* _Texte à lire_:

■ ■ ■ ■ ■ ■ ■

Le calvaire du caporal Ngodinh Nang
Ngodinh Nang a cinquante-trois ans, est originaire de la province de Thang Hoa au sud de Hanoï. Il y vit encore aujourd'hui.
Ou plutôt il tente d'y survivre. Nang est un paysan, un vétéran. Nous l'avons rencontré au Village de l'amitié de Van Canh où il
est pris en charge pour des soins. C'est un petit bonhomme au regard vif, qui nous raconte son calvaire et celui de sa famille.
En 1968, Nang est mobilisé et part se battre dans la province centrale de Quang Tri au sud du 17e parallèle, puis dans la
province frontalière du Cambodge, de Tay Ninh. Il a tout juste dix-neuf ans. Il appartient aux commandos qui s'infiltrent à
l'arrière des troupes américaines. Il est éclaireur et obtiendra le grade de caporal au cours de ses années de combat. Dès son
arrivée dans la région de Quang Tri en 1969, le jeune soldat est témoin des raids d'épandage. Il se souvient comme si c'était
hier de ces nuits où les C130 répandaient les produits toxiques. Les commandos se déplaçaient la nuit et les hommes étaient
directement exposés aux herbicides. " Après chaque passage d'avions, nos yeux nous faisaient atrocement mal, la respiration
devenait difficile mais nous ne savions rien de ce que nous respirions. Nous n'avions aucune autre protection que des serviettes
imbibées d'urine à nous mettre sur la bouche, le nez. · ce moment-là, nous ne savions rien des dangers des défoliants. Quand le
jour se levait, il y avait comme de la brume tout autour de nous. Nous avons vécu des mois dans ces zones touchées, buvant
l'eau, mangeant la nourriture contaminée. "
La guerre contre les Américains est en partie souterraine. Nang et ses compagnons se glissent jusqu'aux fameux tunnels de
Cu-Chi, haut lieu de la résistance dans les environs de Saïgon. Région fiévreusement arrosée d'herbicides par les occupants.

■ ■ ■ ■ ■ ■ ■

* _Extrait de données_:
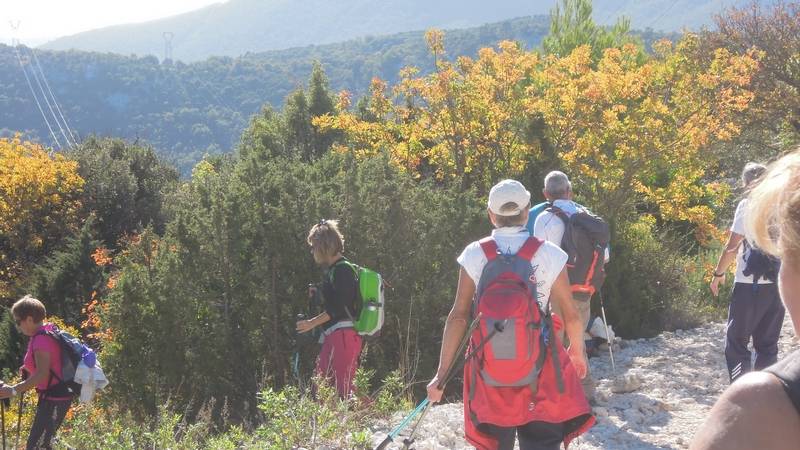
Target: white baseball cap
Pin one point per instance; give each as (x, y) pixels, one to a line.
(508, 191)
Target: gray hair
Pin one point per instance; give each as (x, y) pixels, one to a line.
(557, 185)
(752, 172)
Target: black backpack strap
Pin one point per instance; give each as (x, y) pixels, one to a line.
(558, 212)
(50, 385)
(354, 267)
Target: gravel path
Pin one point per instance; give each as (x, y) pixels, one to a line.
(663, 390)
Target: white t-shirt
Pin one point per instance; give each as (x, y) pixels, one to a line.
(738, 228)
(547, 263)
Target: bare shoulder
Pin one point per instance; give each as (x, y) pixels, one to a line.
(754, 412)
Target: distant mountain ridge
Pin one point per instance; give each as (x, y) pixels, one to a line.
(187, 110)
(240, 26)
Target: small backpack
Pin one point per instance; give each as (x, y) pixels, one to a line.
(759, 264)
(73, 352)
(585, 241)
(534, 213)
(368, 311)
(510, 341)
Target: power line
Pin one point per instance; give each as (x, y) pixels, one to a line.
(58, 108)
(15, 44)
(168, 36)
(663, 13)
(47, 101)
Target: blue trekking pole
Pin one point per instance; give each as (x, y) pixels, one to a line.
(498, 328)
(5, 402)
(424, 405)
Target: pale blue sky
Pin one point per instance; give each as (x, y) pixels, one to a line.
(43, 20)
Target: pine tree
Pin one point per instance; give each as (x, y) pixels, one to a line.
(571, 26)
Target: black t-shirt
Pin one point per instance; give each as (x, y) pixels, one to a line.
(339, 296)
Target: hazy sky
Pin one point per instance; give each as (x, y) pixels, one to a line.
(42, 20)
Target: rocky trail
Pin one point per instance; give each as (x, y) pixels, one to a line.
(661, 393)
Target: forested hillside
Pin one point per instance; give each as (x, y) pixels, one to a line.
(188, 110)
(239, 26)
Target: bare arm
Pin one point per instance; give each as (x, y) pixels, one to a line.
(753, 413)
(561, 296)
(308, 325)
(454, 329)
(725, 260)
(42, 359)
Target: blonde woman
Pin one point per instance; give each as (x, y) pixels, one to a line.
(341, 345)
(761, 410)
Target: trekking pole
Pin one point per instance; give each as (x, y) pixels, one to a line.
(296, 355)
(423, 405)
(5, 402)
(498, 327)
(19, 419)
(608, 336)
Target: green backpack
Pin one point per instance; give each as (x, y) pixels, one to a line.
(370, 294)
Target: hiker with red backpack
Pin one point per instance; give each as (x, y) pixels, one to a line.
(584, 237)
(518, 377)
(755, 309)
(341, 343)
(42, 362)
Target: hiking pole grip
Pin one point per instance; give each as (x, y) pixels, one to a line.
(3, 418)
(462, 347)
(19, 418)
(425, 404)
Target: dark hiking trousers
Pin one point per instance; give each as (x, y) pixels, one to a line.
(755, 312)
(49, 415)
(532, 436)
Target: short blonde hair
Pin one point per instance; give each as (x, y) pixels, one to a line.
(29, 307)
(773, 209)
(326, 238)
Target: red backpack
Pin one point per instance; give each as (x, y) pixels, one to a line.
(509, 345)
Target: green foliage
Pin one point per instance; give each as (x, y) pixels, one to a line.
(92, 427)
(654, 283)
(69, 278)
(187, 111)
(571, 26)
(126, 186)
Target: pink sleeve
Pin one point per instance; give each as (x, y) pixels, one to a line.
(43, 343)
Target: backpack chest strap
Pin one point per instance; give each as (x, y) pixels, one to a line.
(526, 252)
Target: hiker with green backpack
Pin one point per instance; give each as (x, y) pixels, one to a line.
(352, 302)
(519, 380)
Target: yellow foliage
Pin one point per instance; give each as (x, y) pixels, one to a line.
(39, 201)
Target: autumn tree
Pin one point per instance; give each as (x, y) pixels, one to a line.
(635, 137)
(465, 122)
(39, 202)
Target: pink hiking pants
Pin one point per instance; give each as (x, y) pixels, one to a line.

■ ■ ■ ■ ■ ■ ■

* _Tâche 1_:
Indiquez si chacune des affirmations suivantes concorde avec le texte sur le caporal Ngodinh Nang, en répondant par oui ou par non et en citant mot pour mot les mots du texte qui tranchent.
(a) Nang a été mobilisé en 1968.
(b) Les soldats portaient des masques pour se protéger des herbicides.
(c) Les commandos se déplaçaient de jour.
* _Tâche 2_: Recopiez s'il vous plaît le passage du texte sur le caporal Ngodinh Nang qui commence aux mots « Le calvaire du » et s'arrête après les mots « de sa famille. ».
Les données forment un matériau distinct du texte sur le caporal Ngodinh Nang.

* _Corrigé 1_:
(a) Oui : « En 1968, Nang est mobilisé ».
(b) Non : « Nous n'avions aucune autre protection que des serviettes imbibées d'urine ».
(c) Non : « Les commandos se déplaçaient la nuit ».

* _Corrigé 2_:
Le calvaire du caporal Ngodinh Nang
Ngodinh Nang a cinquante-trois ans, est originaire de la province de Thang Hoa au sud de Hanoï. Il y vit encore aujourd'hui.
Ou plutôt il tente d'y survivre. Nang est un paysan, un vétéran. Nous l'avons rencontré au Village de l'amitié de Van Canh où il
est pris en charge pour des soins. C'est un petit bonhomme au regard vif, qui nous raconte son calvaire et celui de sa famille.